(Records from a data collection)
----

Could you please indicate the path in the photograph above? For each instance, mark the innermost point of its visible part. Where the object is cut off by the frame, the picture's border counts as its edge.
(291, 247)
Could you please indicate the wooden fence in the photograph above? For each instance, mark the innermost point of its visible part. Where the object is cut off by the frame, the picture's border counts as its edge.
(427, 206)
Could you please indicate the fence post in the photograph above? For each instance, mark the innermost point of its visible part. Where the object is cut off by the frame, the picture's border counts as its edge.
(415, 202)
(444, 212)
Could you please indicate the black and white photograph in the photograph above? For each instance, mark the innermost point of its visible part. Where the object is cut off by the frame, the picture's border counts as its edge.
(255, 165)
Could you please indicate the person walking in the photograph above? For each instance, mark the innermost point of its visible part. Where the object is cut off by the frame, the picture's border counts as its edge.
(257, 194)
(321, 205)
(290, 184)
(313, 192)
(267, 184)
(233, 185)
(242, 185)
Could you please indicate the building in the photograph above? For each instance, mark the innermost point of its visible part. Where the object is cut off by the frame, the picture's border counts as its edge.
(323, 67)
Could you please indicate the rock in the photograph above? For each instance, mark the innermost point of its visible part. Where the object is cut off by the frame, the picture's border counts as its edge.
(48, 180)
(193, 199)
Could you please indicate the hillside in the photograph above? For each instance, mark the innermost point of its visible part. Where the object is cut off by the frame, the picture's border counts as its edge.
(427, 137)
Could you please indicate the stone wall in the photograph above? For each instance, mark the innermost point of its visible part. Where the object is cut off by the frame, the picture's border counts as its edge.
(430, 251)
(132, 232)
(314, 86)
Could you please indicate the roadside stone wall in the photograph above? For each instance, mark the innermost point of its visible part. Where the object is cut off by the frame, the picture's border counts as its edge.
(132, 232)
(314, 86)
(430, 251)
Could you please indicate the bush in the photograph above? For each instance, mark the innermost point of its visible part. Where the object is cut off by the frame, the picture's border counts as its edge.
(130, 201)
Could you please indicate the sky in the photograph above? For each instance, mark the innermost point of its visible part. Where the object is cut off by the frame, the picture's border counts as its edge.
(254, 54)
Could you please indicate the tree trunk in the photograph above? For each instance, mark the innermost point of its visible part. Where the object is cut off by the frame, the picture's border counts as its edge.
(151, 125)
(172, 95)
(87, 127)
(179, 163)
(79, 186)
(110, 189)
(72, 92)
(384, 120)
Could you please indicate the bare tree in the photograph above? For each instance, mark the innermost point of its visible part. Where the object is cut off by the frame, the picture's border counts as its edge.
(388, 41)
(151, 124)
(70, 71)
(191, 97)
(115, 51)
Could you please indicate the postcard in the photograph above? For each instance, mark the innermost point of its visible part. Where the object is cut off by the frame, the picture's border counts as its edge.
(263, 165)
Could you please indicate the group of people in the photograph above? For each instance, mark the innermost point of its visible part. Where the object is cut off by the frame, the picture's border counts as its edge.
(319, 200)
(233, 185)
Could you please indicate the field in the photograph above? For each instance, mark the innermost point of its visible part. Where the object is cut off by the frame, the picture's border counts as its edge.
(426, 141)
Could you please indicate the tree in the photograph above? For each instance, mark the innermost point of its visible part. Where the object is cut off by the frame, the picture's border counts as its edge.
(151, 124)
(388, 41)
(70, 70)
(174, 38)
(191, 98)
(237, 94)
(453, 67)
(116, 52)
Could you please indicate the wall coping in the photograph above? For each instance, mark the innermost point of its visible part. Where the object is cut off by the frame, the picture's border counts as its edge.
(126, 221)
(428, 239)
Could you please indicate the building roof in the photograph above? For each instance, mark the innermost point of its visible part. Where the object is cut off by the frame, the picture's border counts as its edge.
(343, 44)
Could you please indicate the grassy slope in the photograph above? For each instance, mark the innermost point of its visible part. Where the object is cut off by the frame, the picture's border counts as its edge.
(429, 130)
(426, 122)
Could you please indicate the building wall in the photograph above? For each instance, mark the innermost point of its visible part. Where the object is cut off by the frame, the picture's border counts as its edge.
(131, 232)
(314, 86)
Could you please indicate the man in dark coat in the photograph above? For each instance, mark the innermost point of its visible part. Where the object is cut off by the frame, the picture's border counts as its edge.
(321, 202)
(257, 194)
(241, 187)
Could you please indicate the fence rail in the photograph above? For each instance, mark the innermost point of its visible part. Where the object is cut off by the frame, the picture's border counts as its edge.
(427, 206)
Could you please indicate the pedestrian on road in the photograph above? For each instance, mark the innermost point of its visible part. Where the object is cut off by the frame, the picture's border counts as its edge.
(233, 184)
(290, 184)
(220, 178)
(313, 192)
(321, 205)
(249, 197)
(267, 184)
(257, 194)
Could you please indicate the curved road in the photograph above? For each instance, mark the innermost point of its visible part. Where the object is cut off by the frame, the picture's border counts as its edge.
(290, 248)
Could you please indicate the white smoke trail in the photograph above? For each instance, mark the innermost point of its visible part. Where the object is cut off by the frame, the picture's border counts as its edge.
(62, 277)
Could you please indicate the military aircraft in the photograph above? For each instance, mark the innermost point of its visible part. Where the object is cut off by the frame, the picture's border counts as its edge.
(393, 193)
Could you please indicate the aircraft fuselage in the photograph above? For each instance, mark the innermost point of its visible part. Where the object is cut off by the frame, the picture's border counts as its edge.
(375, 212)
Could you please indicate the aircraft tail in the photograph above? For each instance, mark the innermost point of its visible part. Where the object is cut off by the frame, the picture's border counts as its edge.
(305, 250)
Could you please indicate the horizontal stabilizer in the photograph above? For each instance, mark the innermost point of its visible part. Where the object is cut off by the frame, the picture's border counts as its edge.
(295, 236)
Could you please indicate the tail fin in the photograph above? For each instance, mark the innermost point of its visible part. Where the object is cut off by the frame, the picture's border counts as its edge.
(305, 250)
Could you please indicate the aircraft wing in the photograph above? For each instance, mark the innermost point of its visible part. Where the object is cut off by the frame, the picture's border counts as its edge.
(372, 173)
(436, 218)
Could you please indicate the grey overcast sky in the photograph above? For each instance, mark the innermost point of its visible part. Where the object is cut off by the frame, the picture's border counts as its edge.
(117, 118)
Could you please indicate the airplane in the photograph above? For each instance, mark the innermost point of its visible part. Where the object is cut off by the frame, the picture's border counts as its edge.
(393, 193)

----

Requirements:
Repeat each record exactly. Omit nothing.

Written answer:
Could you please indicate the path in the photograph above? For each instance, mark the innermost point of its visible part. Where the object is cut off by the frame, the picture's border counts as its edge.
(291, 247)
Could you please indicate the wooden fence in the photograph above? For each instance, mark the innermost point of its visible part. Where the object is cut off by the frame, the picture's border counts as its edge.
(427, 206)
Could you please indicate the fence post in the photograph above? For each instance, mark the innermost point of its visible part. Where the object is cut off by the frame, the picture's border counts as its edge.
(415, 202)
(444, 212)
Could you please indicate the black and white photograph in the photograph above? For each instance, mark the innermost point of its visible part. Where the object is cut off by the frame, the picture's border counts as its edge.
(255, 165)
Could you please indicate the person walking in the photograph above? For each instance, mark the innermost point of its visible part. Where the object is cut off by the frame, the picture's border counts as its edge.
(257, 194)
(321, 205)
(290, 184)
(313, 192)
(267, 184)
(233, 185)
(242, 185)
Could you please indicate the building in the photograph above? For each instance, mark the innermost point of its visible part. Where the object is cut off by the frame, the picture's border counts as its edge.
(323, 67)
Could you please indicate the rock in the photograph above? For each instance, mark the innermost point of its visible part. Where the object is cut off by the frame, the picture's border counts as its edge.
(48, 180)
(193, 199)
Could you please indicate the hillside in the photograph above? For each instance, mark the innermost point of its visible part. Where the object is cut off by the frame, the picture's border counts as its edge.
(427, 137)
Could you please indicate the stone wall in the photograph above? For each instance, mark the innermost point of its visible part. Where the object is cut off by the frame, the picture's border counts as its edge.
(430, 251)
(132, 232)
(314, 86)
Could you please indicate the roadside stone wall in the photograph above? For each instance, mark the innermost point of its visible part. Where the object is cut off by the frame, the picture's border counts as its edge.
(132, 232)
(314, 86)
(430, 251)
Could you please indicate the bush in the photograph above? For each instance, mark the innermost point of its visible part. Where the object is cut off by the frame, the picture's border counts as its edge.
(130, 201)
Could you please indicate the sky in the photograph above? For each instance, mark the innermost point of its visible part. Where the object is cut off by the frame, the picture's border counts as its edge.
(254, 54)
Could you please indicate the tree trunk in the photograph above? For each instance, mark the innermost point of its visible part. Where the object is cut off by the frame, the picture's border counts as its edge.
(151, 125)
(172, 95)
(87, 127)
(179, 163)
(79, 186)
(110, 189)
(72, 92)
(384, 120)
Could you please indicate the bare tree in the photograph above? For each instance, mark the innermost point of its visible part. Where the object is cut off by the frame, the picture's border counts as its edge.
(388, 41)
(151, 124)
(70, 71)
(191, 97)
(115, 51)
Could you please indicate the postcard in the photograph above? For each instance, mark the innermost point of its visible part. Where the object is cut off by the frame, the picture's border counts as its edge.
(263, 165)
Could you please indicate the group of people in the photograph above? For each instance, mark the innermost point of its visible part. Where the object is cut off by the frame, the picture's border counts as its edge.
(319, 200)
(233, 185)
Could you please indicate the field in the photograph above? For each instance, mark the innermost point of its visible part. Where the object is cut off by the frame, the picture's border counts as its edge.
(426, 141)
Could you please indicate the tree in the photograph above? For each instance, mark the innermost point of its visible part. Where the object is cut off by the frame, the picture's border counts as its edge.
(151, 124)
(388, 41)
(70, 70)
(174, 38)
(191, 98)
(237, 94)
(453, 67)
(116, 52)
Could you please indicate the wall coping in the photograph above? For each instance, mark the innermost point of its visible part. Where the object is cut off by the frame, the picture's border counts as its edge.
(126, 221)
(428, 239)
Could you please indicate the building roof in the photograph above? For each instance, mark the innermost point of its visible part. Where the object is cut off by the frame, the picture's border counts as its edge.
(343, 44)
Could you please indicate the grassy slope in the photograph above? For each instance, mark the innermost point of its visible part. Where the object is cut off by the frame, the picture's border counts as its edge.
(429, 130)
(426, 122)
Could you please indicate the building wall in the photograph above? For each instance, mark the innermost point of its visible part. Where the object is cut off by the frame, the picture's border counts as its edge.
(131, 232)
(314, 86)
Could you please indicate the man in dark coat in the photograph above? For each instance, mark the innermost point of its visible part. Where the object is cut off by the frame, the picture's border counts as its edge.
(321, 202)
(257, 194)
(241, 187)
Could you please indicate the fence rail in the photograph above? For each instance, mark the innermost point of its visible part. Where the object is cut off by the frame, the picture's border counts as its edge.
(427, 206)
Could you please indicate the pedestrian on road in the photograph above? For each instance, mark the innermost point of its visible part. Where the object is cut off by the frame, the picture's border counts as its edge.
(233, 184)
(290, 184)
(220, 178)
(313, 192)
(321, 205)
(249, 197)
(267, 184)
(257, 194)
Could you please indicate the curved road in the photograph above? For each instance, mark the innermost point of its visible part. Where the object is cut off by the frame, the picture's border counts as its edge.
(290, 248)
Could you please indicate the white smoke trail in the photograph above? For each instance, mark the innermost point of its visible part. Where the object is cut off by the frame, the picture's border counts as its edge.
(62, 277)
Could you please indicate the military aircraft in the photograph above? For each instance, mark the innermost point of its visible part. Where the object is cut off by the frame, the picture's border counts as its edge.
(393, 193)
Could you please indicate the aircraft fuselage in the photograph above? For each instance, mark the innermost point of its visible part. Where the object is cut off by the frame, the picture's border counts as its edge.
(375, 212)
Could you please indicate the aircraft tail in the photograph above? For each instance, mark the innermost point of its visible part. Where the object is cut off by the frame, the picture's border counts as its edge.
(305, 250)
Could you please indicate the horizontal stabilizer in the photograph above? For each instance, mark the innermost point of its visible part. Where the object is cut off by the frame, the picture's border counts as its edge.
(295, 236)
Could you please indicate the tail fin in the photograph above? For each instance, mark the innermost point of its visible part. Where the object is cut off by the frame, the picture's border counts as its edge.
(305, 250)
Could you please indicate the aircraft wing in the photograph above? For each instance, mark the innermost point of its visible part. Where the object is cut off by the frame, the picture's border counts as its edge.
(372, 173)
(436, 218)
Could you please indicate the grey overcast sky in the photograph above? For each instance, mark the innermost point of its visible part. Where the object is cut off by the frame, the picture's border counts as its edge.
(117, 118)
Could you please indicate the airplane in the photograph above? For each instance, mark the innermost point of its visible part. Where the object is cut off by the frame, the picture's border counts as its edge.
(393, 193)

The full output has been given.